**Problem description**
Nothing should differ between your answer and the records.

**Records for this exercise**
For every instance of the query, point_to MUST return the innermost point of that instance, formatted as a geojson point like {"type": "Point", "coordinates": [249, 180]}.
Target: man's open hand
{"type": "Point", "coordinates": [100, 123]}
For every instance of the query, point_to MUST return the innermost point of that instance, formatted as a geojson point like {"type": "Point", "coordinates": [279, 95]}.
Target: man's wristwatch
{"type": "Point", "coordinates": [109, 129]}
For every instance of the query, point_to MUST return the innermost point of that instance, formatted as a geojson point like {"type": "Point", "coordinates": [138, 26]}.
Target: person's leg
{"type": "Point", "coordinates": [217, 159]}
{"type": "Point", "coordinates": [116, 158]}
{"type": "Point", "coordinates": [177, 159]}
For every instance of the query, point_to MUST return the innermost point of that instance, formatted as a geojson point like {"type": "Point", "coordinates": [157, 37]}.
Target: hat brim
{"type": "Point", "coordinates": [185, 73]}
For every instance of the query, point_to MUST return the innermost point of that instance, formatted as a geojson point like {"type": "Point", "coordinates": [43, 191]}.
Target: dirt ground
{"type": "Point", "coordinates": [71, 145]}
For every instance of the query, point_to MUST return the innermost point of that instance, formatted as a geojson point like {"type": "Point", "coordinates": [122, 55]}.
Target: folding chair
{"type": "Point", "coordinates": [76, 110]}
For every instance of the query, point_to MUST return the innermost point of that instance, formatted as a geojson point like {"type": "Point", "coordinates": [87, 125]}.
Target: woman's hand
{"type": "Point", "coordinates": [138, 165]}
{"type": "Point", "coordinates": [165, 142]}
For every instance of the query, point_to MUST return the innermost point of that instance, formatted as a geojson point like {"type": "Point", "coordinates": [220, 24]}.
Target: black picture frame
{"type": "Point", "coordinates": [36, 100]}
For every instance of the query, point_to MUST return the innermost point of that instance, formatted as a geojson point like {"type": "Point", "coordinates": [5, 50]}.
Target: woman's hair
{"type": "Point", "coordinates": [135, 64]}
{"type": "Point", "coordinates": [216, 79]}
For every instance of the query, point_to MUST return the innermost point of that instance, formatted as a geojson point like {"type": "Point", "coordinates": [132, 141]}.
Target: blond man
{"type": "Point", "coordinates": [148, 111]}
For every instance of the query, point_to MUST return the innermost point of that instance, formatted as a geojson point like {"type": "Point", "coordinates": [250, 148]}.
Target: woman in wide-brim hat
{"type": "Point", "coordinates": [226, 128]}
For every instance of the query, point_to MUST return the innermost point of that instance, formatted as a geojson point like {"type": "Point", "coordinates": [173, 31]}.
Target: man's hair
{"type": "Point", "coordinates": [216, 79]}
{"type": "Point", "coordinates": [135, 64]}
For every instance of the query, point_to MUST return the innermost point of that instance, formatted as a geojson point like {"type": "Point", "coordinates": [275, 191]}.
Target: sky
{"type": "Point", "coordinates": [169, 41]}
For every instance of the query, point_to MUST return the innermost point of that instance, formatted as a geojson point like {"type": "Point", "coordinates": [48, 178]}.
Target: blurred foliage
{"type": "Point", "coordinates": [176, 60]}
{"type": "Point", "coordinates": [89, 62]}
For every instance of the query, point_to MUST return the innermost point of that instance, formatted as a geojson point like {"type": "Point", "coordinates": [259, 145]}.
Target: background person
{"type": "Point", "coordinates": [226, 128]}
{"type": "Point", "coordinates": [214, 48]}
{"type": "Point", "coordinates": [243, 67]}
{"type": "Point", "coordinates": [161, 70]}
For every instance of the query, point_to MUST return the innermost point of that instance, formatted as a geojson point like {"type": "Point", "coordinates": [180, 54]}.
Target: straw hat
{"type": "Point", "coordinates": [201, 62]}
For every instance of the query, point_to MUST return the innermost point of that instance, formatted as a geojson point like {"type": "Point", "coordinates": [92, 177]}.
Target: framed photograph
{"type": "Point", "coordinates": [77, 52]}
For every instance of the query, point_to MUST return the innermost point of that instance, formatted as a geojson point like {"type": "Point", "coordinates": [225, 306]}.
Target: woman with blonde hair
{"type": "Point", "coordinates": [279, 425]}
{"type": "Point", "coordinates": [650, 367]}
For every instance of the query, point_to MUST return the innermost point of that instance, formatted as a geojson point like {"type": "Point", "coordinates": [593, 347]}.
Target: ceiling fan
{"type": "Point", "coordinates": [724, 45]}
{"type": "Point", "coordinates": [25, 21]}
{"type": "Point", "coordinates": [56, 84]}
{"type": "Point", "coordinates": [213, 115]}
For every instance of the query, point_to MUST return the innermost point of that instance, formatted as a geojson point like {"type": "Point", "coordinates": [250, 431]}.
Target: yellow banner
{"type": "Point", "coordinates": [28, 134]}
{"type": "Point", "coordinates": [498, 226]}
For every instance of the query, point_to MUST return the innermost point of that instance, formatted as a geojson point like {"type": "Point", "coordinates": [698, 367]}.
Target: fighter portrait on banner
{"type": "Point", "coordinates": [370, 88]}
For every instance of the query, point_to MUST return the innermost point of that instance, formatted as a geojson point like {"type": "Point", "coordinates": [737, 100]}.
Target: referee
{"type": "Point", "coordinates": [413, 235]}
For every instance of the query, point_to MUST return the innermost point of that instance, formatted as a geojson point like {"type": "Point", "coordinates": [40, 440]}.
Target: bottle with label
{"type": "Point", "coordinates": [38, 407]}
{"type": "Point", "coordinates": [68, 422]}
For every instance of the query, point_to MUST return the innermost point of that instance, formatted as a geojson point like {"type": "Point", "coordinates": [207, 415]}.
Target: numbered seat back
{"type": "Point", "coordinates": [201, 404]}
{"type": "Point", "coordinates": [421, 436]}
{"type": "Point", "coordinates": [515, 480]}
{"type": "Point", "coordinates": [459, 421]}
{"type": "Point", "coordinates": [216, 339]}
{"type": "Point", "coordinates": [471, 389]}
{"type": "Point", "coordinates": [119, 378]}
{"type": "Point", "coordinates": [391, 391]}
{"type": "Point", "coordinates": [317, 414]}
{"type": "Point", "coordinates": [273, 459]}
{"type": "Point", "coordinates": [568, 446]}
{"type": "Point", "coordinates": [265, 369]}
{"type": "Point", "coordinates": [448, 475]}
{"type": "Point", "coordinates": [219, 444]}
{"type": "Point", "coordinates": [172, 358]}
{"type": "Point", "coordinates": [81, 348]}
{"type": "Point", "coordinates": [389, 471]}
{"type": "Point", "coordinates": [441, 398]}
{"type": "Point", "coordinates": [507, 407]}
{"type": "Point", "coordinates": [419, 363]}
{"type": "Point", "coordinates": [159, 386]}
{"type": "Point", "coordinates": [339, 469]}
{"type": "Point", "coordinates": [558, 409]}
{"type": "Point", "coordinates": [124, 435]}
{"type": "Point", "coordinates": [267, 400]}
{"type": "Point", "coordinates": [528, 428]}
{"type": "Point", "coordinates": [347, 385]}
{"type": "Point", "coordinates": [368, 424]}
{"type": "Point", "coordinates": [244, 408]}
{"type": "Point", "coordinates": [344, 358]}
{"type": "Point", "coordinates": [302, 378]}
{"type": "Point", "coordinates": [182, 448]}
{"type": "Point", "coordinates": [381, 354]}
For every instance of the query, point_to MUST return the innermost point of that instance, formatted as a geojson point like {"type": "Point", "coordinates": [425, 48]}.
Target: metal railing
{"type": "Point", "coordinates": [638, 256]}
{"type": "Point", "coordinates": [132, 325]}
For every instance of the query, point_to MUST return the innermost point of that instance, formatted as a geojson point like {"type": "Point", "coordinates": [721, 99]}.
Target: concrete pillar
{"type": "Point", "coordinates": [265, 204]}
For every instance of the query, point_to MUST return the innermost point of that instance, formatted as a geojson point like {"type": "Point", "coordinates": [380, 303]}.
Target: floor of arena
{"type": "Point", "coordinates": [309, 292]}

**Expected answer**
For every instance of the query, point_to MUST return the innermost point of that instance, formatted as a geojson point like {"type": "Point", "coordinates": [249, 180]}.
Target: man's open hand
{"type": "Point", "coordinates": [100, 123]}
For every instance of the query, point_to MUST return the innermost point of that instance, formatted as a geojson point like {"type": "Point", "coordinates": [279, 95]}.
Target: man's wristwatch
{"type": "Point", "coordinates": [109, 129]}
For every instance of the query, point_to MUST return the innermost point of that instance, formatted as a geojson point like {"type": "Point", "coordinates": [138, 26]}.
Target: person's leg
{"type": "Point", "coordinates": [217, 159]}
{"type": "Point", "coordinates": [116, 158]}
{"type": "Point", "coordinates": [177, 159]}
For every instance of the query, point_to MUST return the innermost point of that instance, formatted as a geojson point like {"type": "Point", "coordinates": [157, 37]}.
Target: hat brim
{"type": "Point", "coordinates": [185, 73]}
For every instance of the query, point_to MUST return the innermost point of that instance, formatted as a geojson point like {"type": "Point", "coordinates": [43, 191]}.
Target: dirt ground
{"type": "Point", "coordinates": [71, 145]}
For every instance of the query, point_to MUST return the innermost point of that instance, formatted as a geojson point like {"type": "Point", "coordinates": [122, 55]}.
Target: folding chair
{"type": "Point", "coordinates": [76, 110]}
For every instance of the query, point_to MUST return the innermost point of that instance, formatted as a geojson point like {"type": "Point", "coordinates": [87, 125]}.
Target: woman's hand
{"type": "Point", "coordinates": [138, 165]}
{"type": "Point", "coordinates": [165, 142]}
For every instance of the query, point_to MUST return the innermost point of that instance, formatted as a geojson point like {"type": "Point", "coordinates": [220, 24]}.
Target: black picture frame
{"type": "Point", "coordinates": [36, 100]}
For every instance of the query, point_to MUST return the innermost point of that instance, formatted as a geojson point like {"type": "Point", "coordinates": [5, 50]}.
Target: woman's hair
{"type": "Point", "coordinates": [135, 64]}
{"type": "Point", "coordinates": [216, 79]}
For every instance of the query, point_to MUST return the innermost point of that instance, formatted as a geojson point like {"type": "Point", "coordinates": [132, 141]}.
Target: blond man
{"type": "Point", "coordinates": [148, 111]}
For every instance of the query, point_to MUST return the innermost point of that instance, formatted as a geojson point like {"type": "Point", "coordinates": [250, 148]}.
Target: woman in wide-brim hat
{"type": "Point", "coordinates": [226, 128]}
For every instance of the query, point_to MUST return the innermost point of that instance, formatted as a geojson point like {"type": "Point", "coordinates": [173, 31]}.
Target: man's hair
{"type": "Point", "coordinates": [216, 79]}
{"type": "Point", "coordinates": [135, 64]}
For every instance of the query, point_to MUST return the innermost point of that instance, formatted as a geojson point like {"type": "Point", "coordinates": [275, 191]}.
Target: sky
{"type": "Point", "coordinates": [169, 41]}
For every instance of the query, point_to MUST return the innermost point of that instance, formatted as a geojson point like {"type": "Point", "coordinates": [48, 178]}.
Target: blurred foliage
{"type": "Point", "coordinates": [176, 60]}
{"type": "Point", "coordinates": [89, 62]}
For every instance of the query, point_to MUST return the innermost point of that instance, formatted as a geojson point like {"type": "Point", "coordinates": [259, 145]}.
Target: background person
{"type": "Point", "coordinates": [226, 128]}
{"type": "Point", "coordinates": [214, 48]}
{"type": "Point", "coordinates": [243, 67]}
{"type": "Point", "coordinates": [161, 70]}
For every instance of the query, point_to MUST return the innermost point of that instance, formatted as a geojson point like {"type": "Point", "coordinates": [180, 54]}.
Target: straw hat
{"type": "Point", "coordinates": [201, 62]}
For every instance of the query, point_to MUST return the innermost point of that instance, formatted as a geojson point like {"type": "Point", "coordinates": [92, 177]}.
Target: framed photograph
{"type": "Point", "coordinates": [77, 52]}
For every instance of the query, point_to MUST return the innermost point of that instance, formatted as a geojson point like {"type": "Point", "coordinates": [225, 306]}.
Target: woman with blonde hair
{"type": "Point", "coordinates": [279, 425]}
{"type": "Point", "coordinates": [650, 367]}
For every instance of the query, point_to MUST return the innermost point of that instance, formatted as a geojson point like {"type": "Point", "coordinates": [593, 347]}.
Target: ceiling fan
{"type": "Point", "coordinates": [724, 45]}
{"type": "Point", "coordinates": [25, 21]}
{"type": "Point", "coordinates": [56, 84]}
{"type": "Point", "coordinates": [213, 115]}
For every instance of the query, point_to MUST return the innermost point of that instance, formatted as a geojson point like {"type": "Point", "coordinates": [250, 431]}.
Target: yellow banner
{"type": "Point", "coordinates": [28, 134]}
{"type": "Point", "coordinates": [498, 226]}
For every instance of the query, point_to MUST return the innermost point of that instance, formatted as a geojson point like {"type": "Point", "coordinates": [698, 367]}.
Target: fighter portrait on banner
{"type": "Point", "coordinates": [370, 88]}
For every instance of the query, point_to MUST return the innermost point of that instance, formatted as a geojson point like {"type": "Point", "coordinates": [737, 100]}.
Target: referee
{"type": "Point", "coordinates": [413, 235]}
For every instance of the query, point_to MUST return the innermost point of that instance, formatted as a geojson point like {"type": "Point", "coordinates": [40, 440]}.
Target: bottle with label
{"type": "Point", "coordinates": [38, 407]}
{"type": "Point", "coordinates": [68, 422]}
For every instance of the query, point_to MUST return the innermost point of that instance, formatted as a geojson point like {"type": "Point", "coordinates": [207, 415]}.
Target: numbered seat back
{"type": "Point", "coordinates": [201, 404]}
{"type": "Point", "coordinates": [421, 436]}
{"type": "Point", "coordinates": [515, 480]}
{"type": "Point", "coordinates": [459, 421]}
{"type": "Point", "coordinates": [216, 339]}
{"type": "Point", "coordinates": [471, 389]}
{"type": "Point", "coordinates": [119, 378]}
{"type": "Point", "coordinates": [391, 391]}
{"type": "Point", "coordinates": [317, 414]}
{"type": "Point", "coordinates": [273, 459]}
{"type": "Point", "coordinates": [568, 446]}
{"type": "Point", "coordinates": [265, 369]}
{"type": "Point", "coordinates": [448, 475]}
{"type": "Point", "coordinates": [219, 444]}
{"type": "Point", "coordinates": [172, 358]}
{"type": "Point", "coordinates": [81, 348]}
{"type": "Point", "coordinates": [389, 471]}
{"type": "Point", "coordinates": [441, 398]}
{"type": "Point", "coordinates": [507, 407]}
{"type": "Point", "coordinates": [419, 363]}
{"type": "Point", "coordinates": [159, 386]}
{"type": "Point", "coordinates": [339, 469]}
{"type": "Point", "coordinates": [558, 409]}
{"type": "Point", "coordinates": [124, 435]}
{"type": "Point", "coordinates": [267, 400]}
{"type": "Point", "coordinates": [528, 428]}
{"type": "Point", "coordinates": [347, 385]}
{"type": "Point", "coordinates": [368, 424]}
{"type": "Point", "coordinates": [244, 408]}
{"type": "Point", "coordinates": [344, 358]}
{"type": "Point", "coordinates": [302, 378]}
{"type": "Point", "coordinates": [182, 448]}
{"type": "Point", "coordinates": [381, 354]}
For every instance of the query, point_to MUST return the innermost point of that instance, formatted as a geojson point like {"type": "Point", "coordinates": [425, 48]}.
Target: metal railing
{"type": "Point", "coordinates": [638, 256]}
{"type": "Point", "coordinates": [132, 325]}
For every instance of the query, point_to MUST return the innermost point of that instance, formatted as a geojson point like {"type": "Point", "coordinates": [721, 99]}.
Target: concrete pillar
{"type": "Point", "coordinates": [265, 204]}
For every instance of the query, point_to MUST return the innermost point of that instance, formatted as a geojson point like {"type": "Point", "coordinates": [380, 303]}.
Target: floor of arena
{"type": "Point", "coordinates": [309, 292]}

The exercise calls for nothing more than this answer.